_EXERCISE INSTRUCTIONS_: The response should consist of every record, reproduced exactly.
══════════════════════════════
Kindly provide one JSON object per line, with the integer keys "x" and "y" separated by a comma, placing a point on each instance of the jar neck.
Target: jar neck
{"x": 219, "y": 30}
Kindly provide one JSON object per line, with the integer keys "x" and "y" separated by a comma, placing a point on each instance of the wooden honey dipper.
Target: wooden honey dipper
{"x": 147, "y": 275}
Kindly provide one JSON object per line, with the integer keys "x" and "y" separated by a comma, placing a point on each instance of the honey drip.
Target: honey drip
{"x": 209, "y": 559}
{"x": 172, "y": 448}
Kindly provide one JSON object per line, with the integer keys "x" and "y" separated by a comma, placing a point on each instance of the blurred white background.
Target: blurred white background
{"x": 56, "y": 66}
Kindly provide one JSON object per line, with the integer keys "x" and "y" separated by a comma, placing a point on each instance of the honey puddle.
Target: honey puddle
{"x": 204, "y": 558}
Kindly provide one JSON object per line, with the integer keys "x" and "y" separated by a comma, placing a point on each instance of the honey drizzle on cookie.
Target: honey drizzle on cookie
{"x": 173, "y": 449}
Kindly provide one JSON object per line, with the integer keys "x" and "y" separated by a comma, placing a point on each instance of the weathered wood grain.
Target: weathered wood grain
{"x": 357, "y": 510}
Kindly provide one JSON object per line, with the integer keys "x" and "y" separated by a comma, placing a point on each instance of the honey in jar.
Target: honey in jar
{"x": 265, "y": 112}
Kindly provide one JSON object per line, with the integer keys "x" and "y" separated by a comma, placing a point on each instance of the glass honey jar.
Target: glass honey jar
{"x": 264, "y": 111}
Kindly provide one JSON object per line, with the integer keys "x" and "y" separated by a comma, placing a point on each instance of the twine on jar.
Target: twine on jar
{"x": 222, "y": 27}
══════════════════════════════
_RESULT OF THE EXERCISE_:
Kindly provide one JSON object per line, with the integer keys "x" and "y" separated by a comma, placing a point on each instance of the jar neck.
Target: jar neck
{"x": 219, "y": 30}
Kindly provide one JSON object per line, with the integer keys "x" and "y" separated by a comma, placing a point on each instance of the wooden honey dipper.
Target: wooden honey dipper
{"x": 147, "y": 275}
Kindly provide one JSON object per line, with the integer keys "x" and "y" separated by a comma, placing a point on each instance of the honey drip.
Target: honey drip
{"x": 209, "y": 559}
{"x": 172, "y": 448}
Kindly provide one JSON object per line, with the integer keys "x" and "y" separated by a comma, placing a point on each instance of the blurred white background.
Target: blurred white background
{"x": 56, "y": 66}
Kindly provide one JSON object per line, with the integer keys "x" and "y" separated by a comma, placing a point on each instance of the honey puddle.
Target: honey puddle
{"x": 204, "y": 558}
Kindly provide one JSON object per line, with the integer keys "x" and "y" separated by a comma, placing a point on each instance of the honey drizzle on cookie.
Target: honey drizzle on cookie
{"x": 173, "y": 449}
Kindly provide one JSON object per line, with the integer keys "x" and "y" separated by a comma, placing a point on each instance of the weathered wood grain.
Target: weathered wood grain
{"x": 357, "y": 510}
Kindly provide one JSON object per line, with the integer keys "x" and "y" separated by a comma, placing a point on each instance of the honey in jar.
Target: honey in jar
{"x": 265, "y": 112}
Kindly provide one JSON object per line, with the integer keys "x" and "y" separated by a comma, placing a point on each instance of the glass honey jar.
Target: glass honey jar
{"x": 264, "y": 111}
Kindly provide one JSON object per line, with the integer keys "x" and "y" separated by a comma, placing a point on each instance of the twine on jar.
Target: twine on jar
{"x": 222, "y": 27}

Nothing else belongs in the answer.